### Task instructions
Could you write out only the entries from the line with "Indicate the hand" up to and including the line with "<point>61,378</point>", scaling every answer coordinate by 0.9 and rounding to whole numbers with halves going up? Keep the request lines and their sample coordinates unchanged.

Source entries:
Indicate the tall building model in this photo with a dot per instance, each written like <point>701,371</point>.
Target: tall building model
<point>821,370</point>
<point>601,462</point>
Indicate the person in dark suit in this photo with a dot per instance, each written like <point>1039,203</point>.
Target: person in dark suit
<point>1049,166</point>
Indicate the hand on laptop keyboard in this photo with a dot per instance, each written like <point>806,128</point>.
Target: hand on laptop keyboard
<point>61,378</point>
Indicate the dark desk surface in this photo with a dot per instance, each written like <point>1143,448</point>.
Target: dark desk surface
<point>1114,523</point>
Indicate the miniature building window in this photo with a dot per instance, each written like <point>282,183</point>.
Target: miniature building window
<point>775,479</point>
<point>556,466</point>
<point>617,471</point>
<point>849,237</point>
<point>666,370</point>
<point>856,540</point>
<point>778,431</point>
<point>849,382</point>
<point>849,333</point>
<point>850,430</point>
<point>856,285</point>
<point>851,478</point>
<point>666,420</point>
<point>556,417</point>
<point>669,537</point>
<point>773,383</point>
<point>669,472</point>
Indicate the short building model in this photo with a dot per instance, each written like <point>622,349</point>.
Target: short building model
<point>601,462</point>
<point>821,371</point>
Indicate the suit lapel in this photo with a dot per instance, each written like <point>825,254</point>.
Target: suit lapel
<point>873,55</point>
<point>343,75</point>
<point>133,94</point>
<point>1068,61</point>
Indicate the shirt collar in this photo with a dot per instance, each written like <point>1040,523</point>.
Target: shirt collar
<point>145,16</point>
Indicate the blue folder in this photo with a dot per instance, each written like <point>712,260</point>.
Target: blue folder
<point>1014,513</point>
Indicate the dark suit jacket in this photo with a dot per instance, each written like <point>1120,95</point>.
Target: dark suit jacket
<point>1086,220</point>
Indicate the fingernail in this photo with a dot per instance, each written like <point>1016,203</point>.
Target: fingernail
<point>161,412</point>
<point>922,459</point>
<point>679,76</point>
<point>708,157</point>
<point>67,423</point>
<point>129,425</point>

### Correct result
Indicate the hand on laptop keyboard in this photo with a dot per instance, each written like <point>806,128</point>.
Target: hand on laptop keyboard
<point>55,340</point>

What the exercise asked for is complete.